Umas das grandes canções do disco é “6 minutos”; um blues com uma guitarra eletrostática delirante, abrindo a melodia que clama “não precisa falar / nem saber de mim / se até para morrer / você tem que existir”. A quantidade de referências de veia existencialista / humanista detalha o tipo de analogia literária aparente, principalmente à Albert Camus e Franz Kafka. “6 minutos” é um manancial de belos detalhes, como a imagem pós-moderna / natureza morta, lúgubre e intensa “Nasceram flores num canto de um quarto escuro /
Mas eu te juro, são flores de um longo inverno”. E por fim a imagem mais bela do disco, “bem junto, na cama de um quarto de hotel / que você me falou / de uma casa pequena / com uma varanda / chamando as crianças para jantar”. Em seu epíteto “isto é pra viver / isto é pra morrer”.
Alguns podem falar que a chama apaga e finda; para a poesia e a grande arte, o estremecer da chama e seu desfacelamento é apenas o vazio que será preenchido pela criatividade contaminada do grande artista. Otto consegue brilhar a partir da dor, construindo não um disco de lamentações, mas uma obra reflexiva sobre o êxtase do perder. A parceria com a cantora argentina Julieta Venegas em “lágrimas negras” é um belo momento acústico e sonoro do disco, com uma variação sofisticada do refrão construindo uma melodia inusitada.
Otto reconstrói o fazer poético original perdido na veia nordestina. Ele recoloca a música nordestina nos trilhos novamente, construindo um disco conceitual sem ser clássico, amarrado em potências enunciativas de literariedade, sem exageros, sem clichês e com muita originalidade e inspiração.

Comentários

Fabrício Andrade disse…
Rômulo, acabei de ler o texto. Cara, confesso que, em matéria de música, me sinto um desinformado ao perceber a riqueza do texto. Eu preciso conhecer o disco, os cantores, para eu poder comentar com mais propriedade. Sei alguma coisa do Zé Ramalho, Zeca Balero e outros mais conhecidos. Não sei nada do Otto. Desculpe-me pela ignorância. Prometo procurar saber mais. Agora vou ler o outro. Um abraço.
O Fabrício ilustrou mto bem o que se sente quando se lê o que você comenta quando de suas resenhas musicais.
Ler as tuas resenhas, sempre escritas de forma tão vibrante, faz querer conhecer a obra em questão.
Confesso que conheço muito pouco da obra do Otto, sempre tendo-o visto com um ogro cujo o maior mérito foi a Alessandra Negrini.
Agora, lendo as tuas considerações pela obra, elevando-o ao patamar dos grandes pensadores da música nordestina, já me sinto admirando-o e com vontade de conhcer tua obra...
Eu insisto que a Rolling Stone está perdendo um excelente crítico de música...

Parabéns, Rômulo
Joice Stêfani disse…
Olá Professor,
Tem certeza de que você não é um "marketeiro" fazendo propaganda do Otto? Depois de sua aula com as músicas dele e de ler sua resenha fiquei com vontade de ouvir e estudar o disco completo,gostei das letras apresentadas, gostei das melodias e principalmente da interpretação dele, a gente consegue SENTIR o que ele quiz dizer e não somente entender.
+ + + + +
## O QUE FAZER
A: Reescreva em forma de lista o parágrafo da resenha iniciado por "Otto reconstrói o fazer poético", preservando seus fatos principais.
B: Transcreva da resenha, sem alterar nada, todo o trecho que vai de "Comentários" até "a Alessandra Negrini.".
Os registros não têm relação com a resenha.

## EXTRATO DE DADOS
+ + + + +
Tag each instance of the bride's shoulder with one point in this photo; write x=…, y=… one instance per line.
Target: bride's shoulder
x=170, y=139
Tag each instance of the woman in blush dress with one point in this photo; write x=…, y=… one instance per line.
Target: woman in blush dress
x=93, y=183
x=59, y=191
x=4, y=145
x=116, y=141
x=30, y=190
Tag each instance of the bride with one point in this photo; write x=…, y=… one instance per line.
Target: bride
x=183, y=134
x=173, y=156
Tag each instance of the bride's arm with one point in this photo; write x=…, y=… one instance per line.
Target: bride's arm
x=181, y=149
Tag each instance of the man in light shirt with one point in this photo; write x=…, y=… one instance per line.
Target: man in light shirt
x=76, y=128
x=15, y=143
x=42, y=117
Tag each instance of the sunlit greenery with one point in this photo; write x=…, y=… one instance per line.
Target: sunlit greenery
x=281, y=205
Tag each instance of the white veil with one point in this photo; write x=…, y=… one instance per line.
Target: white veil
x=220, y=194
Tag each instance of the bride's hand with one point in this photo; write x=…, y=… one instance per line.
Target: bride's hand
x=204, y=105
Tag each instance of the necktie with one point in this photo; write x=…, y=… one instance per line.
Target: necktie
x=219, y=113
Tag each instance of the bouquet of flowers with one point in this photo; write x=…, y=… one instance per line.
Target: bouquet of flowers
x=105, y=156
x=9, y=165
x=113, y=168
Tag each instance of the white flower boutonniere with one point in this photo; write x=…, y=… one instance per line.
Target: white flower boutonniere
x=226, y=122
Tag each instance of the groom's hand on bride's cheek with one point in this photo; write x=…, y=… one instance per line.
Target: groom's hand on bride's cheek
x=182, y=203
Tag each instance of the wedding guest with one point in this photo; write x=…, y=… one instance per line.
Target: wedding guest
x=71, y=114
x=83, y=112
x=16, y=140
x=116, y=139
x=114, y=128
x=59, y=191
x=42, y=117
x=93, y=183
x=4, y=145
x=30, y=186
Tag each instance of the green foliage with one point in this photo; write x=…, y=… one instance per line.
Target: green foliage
+ + + + +
## RESPOSTAS DO EXERCÍCIO
A:
- Otto reconstrói o fazer poético original perdido na veia nordestina.
- Ele recoloca a música nordestina nos trilhos.
- O disco é conceitual sem ser clássico e se amarra em potências enunciativas de literariedade.
- Não tem exageros nem clichês e mostra muita originalidade e inspiração.

B:
Comentários

Fabrício Andrade disse…
Rômulo, acabei de ler o texto. Cara, confesso que, em matéria de música, me sinto um desinformado ao perceber a riqueza do texto. Eu preciso conhecer o disco, os cantores, para eu poder comentar com mais propriedade. Sei alguma coisa do Zé Ramalho, Zeca Balero e outros mais conhecidos. Não sei nada do Otto. Desculpe-me pela ignorância. Prometo procurar saber mais. Agora vou ler o outro. Um abraço.
O Fabrício ilustrou mto bem o que se sente quando se lê o que você comenta quando de suas resenhas musicais.
Ler as tuas resenhas, sempre escritas de forma tão vibrante, faz querer conhecer a obra em questão.
Confesso que conheço muito pouco da obra do Otto, sempre tendo-o visto com um ogro cujo o maior mérito foi a Alessandra Negrini.